DIRECTIVES
A – Repeat the passage of the click-to-cancel discussion from "Click to cancel is" up to and including "Quebec for example.".
B – In the click-to-cancel discussion, which states are listed as having enacted policies similar to Ciresi and Borowski's bills?

READING TEXT

## Begin

With the recent federal block of click to cancel, states implementing this will be the way to go.
> Both bills passed the House with broad bipartisan support. If the legislation is agreed to by the state Senate and signed by Gov Josh Shapiro, Pennsylvania would join several other states that have moved to create such laws over the past year since the FTC began working on its now-defunct rule.
> New York, California, Minnesota, Tennessee, and Virginia have all enacted state-level policies that include provisions similar to Ciresi and Borowski’s bills.
If you live in a state that has not passed such legislation, I would encourage you to hound your reps until they do. 45 states to go.
Just to be clear the block was due to a procedural issue and I wouldn’t at all be surprised to see this sorta thing have bipartisan support at the federal level, seeing as it enjoys bipartisan support at the state level in every jurisdiction it is attempted. The main hurdle at the federal level would be getting it out of committee.
To add some color to the regulatory issue as I understand it, the court ruled that the impact of this rule would be over $100M so they’re required to assess cost/benefits of alternatives and submit them during the public comment period.
I don’t even know what the alternative would be apart from doing nothing. Making it more of a pain for consumers to cancel is zero sum on first order analysis (if I lose a dollar because I can’t cancel the company gets a dollar) but at a second order makes our economy less dynamic by entrenching incumbent companies and making it harder for consumers to allocate their money towards better alternatives.
If a company can trap your money in a labyrinth of process they don’t have to compete on quality or price. Simple as that.
When you look at what is happening in Washington, it is disingenuous to say something was blocked because of a procedural issue. It was blocked because the party that controls all three branches of the Federal government didn't want it to pass.
I confess to a lot of schadenfreude at the powers that be, like the US Chamber of Commerce, who fight against these federal bills and then find themselves fighting 50 slightly incompatible laws. Oh, you thought it was going to be hard to comply with that one, single pro-consumer regulation? Have fun!
See also: a patchwork of privacy laws[0] that are vastly harder to comply with than a national level GDPR-style law would be.
I live here. We actually have fairly decent consumer protections... at least against product misrepresenation.
For example, our state constitution prohibits products being sold in containers which misrepresent the amount of their contents (albeit, it still happens).
Conversely, we also founded the pay-day-loan industry, which is just disgraceful (about a dozen states have banned entirely). Only passed because Allan Jones ("father of payday loans") donated $30,000 to PACs in the mid-90s.
I'm currently looking for greener pastures, up-to-and-including expatriation. This state overall has politicians' heads so far up their own...
State's rights doesn't give power to the people. It gives power to mostly gerrymandered state legislatures and to appointed judges.
Click to cancel is popular among the people. It was blocked despite this. If the people had power (as opposed to lobbyists, or big business), this would had passed federally.
> State's rights is just about always the best way to go
Generally agreed. I live in Canada and think we would be much better off if we pushed more legislation away from the feds and to the provinces. The needs/wants of Alberta/Saskatchewan is much different than Quebec for example.
Gun control is a major divisive issue in Canada as gun control is 100% at the federal level, but the preferences of how it is handles varies hugely between provinces, so much so that some provinces are threatening to not enforce the federal laws.
Im fine with the feds managing border enforcement, immigration, and military — and collecting taxes to fund those programs — but other than that they should leave to the provinces.

## End

MATERIAL PROVIDED
## Begin

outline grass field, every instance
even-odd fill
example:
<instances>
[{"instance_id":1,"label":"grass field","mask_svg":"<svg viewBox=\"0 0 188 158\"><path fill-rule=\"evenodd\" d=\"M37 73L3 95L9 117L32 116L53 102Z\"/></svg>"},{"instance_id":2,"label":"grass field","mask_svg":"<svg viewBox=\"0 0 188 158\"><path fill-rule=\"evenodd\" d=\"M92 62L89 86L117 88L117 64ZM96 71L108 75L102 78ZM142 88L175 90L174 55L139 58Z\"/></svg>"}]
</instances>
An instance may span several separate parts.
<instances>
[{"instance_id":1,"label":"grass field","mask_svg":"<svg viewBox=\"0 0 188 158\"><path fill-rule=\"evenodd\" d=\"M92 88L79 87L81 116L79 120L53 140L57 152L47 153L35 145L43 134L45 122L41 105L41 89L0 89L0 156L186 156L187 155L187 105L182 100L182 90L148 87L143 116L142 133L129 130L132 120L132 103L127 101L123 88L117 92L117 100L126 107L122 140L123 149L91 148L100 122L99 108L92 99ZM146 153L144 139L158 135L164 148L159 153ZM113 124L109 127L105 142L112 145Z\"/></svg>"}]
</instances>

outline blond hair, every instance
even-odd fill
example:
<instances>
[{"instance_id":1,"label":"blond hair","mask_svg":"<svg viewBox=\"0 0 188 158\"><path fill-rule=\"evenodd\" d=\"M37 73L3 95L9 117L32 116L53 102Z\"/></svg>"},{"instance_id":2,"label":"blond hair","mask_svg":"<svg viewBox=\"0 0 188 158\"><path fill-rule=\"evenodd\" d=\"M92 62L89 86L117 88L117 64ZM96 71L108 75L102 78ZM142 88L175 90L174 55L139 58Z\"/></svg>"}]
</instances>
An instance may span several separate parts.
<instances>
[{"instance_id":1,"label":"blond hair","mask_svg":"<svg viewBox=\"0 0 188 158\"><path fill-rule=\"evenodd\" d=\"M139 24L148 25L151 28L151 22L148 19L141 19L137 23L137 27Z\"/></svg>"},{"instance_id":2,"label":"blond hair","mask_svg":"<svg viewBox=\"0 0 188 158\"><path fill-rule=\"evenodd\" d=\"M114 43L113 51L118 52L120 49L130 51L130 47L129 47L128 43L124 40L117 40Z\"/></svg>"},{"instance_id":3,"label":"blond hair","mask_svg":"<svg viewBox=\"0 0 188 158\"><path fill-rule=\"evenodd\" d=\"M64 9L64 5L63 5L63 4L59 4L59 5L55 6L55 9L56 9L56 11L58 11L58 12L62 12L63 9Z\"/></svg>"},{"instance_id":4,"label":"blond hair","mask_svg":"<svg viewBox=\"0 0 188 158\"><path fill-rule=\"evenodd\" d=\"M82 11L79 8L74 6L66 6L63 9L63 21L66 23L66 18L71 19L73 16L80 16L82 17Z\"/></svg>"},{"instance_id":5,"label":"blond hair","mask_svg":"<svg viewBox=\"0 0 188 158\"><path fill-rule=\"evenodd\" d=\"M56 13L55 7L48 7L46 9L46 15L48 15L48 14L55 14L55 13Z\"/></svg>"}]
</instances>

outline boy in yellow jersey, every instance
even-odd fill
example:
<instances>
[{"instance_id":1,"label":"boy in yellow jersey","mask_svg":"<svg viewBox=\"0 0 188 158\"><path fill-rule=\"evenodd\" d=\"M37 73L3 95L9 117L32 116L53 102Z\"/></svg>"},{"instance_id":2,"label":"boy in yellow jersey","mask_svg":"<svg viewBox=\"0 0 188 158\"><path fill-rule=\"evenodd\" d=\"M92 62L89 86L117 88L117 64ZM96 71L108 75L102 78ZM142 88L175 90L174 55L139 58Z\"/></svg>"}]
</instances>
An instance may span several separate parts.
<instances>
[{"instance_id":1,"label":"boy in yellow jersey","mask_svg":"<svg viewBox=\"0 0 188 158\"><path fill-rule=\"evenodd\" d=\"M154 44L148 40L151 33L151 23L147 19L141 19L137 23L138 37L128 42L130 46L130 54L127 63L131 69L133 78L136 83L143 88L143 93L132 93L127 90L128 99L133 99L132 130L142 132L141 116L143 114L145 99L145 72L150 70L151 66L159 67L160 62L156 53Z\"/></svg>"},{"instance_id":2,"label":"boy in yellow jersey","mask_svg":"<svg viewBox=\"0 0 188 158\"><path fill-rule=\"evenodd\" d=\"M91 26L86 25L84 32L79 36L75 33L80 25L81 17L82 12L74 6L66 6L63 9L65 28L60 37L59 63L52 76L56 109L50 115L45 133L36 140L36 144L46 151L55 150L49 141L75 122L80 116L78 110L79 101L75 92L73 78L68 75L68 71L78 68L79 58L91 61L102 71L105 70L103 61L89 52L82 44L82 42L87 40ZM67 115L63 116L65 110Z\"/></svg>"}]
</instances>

## End

EXPECTED OUTPUTS
A –
Click to cancel is popular among the people. It was blocked despite this. If the people had power (as opposed to lobbyists, or big business), this would had passed federally.
> State's rights is just about always the best way to go
Generally agreed. I live in Canada and think we would be much better off if we pushed more legislation away from the feds and to the provinces. The needs/wants of Alberta/Saskatchewan is much different than Quebec for example.

B – New York, California, Minnesota, Tennessee, and Virginia.